*What is being asked*
For the records shown below, return an exact copy that excludes the pictures.

───

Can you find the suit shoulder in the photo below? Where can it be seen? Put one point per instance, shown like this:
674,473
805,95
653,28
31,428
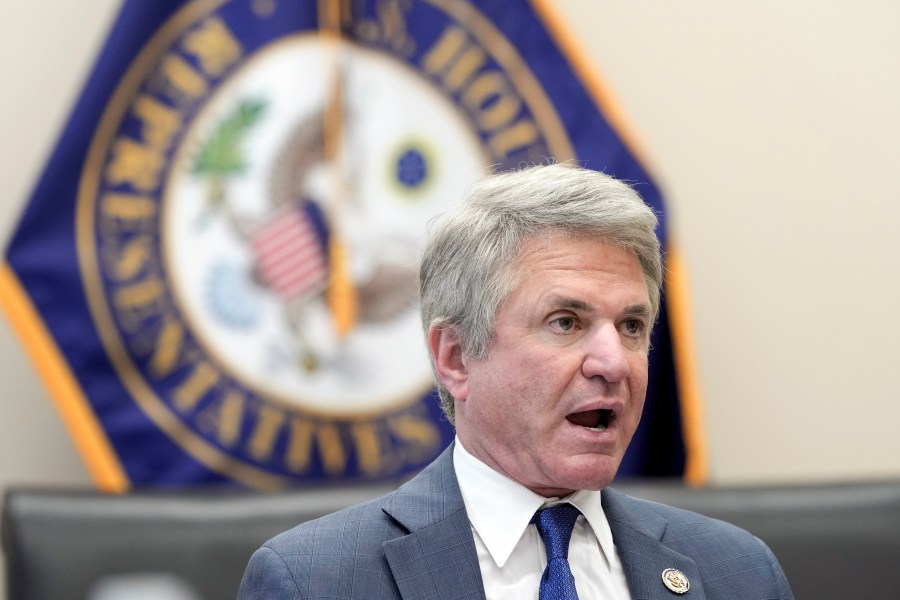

───

*Answer to the problem*
Can you find the suit shoulder in the photo below? Where can it be seen? Put one point per instance, shown like this:
674,473
805,95
653,28
31,428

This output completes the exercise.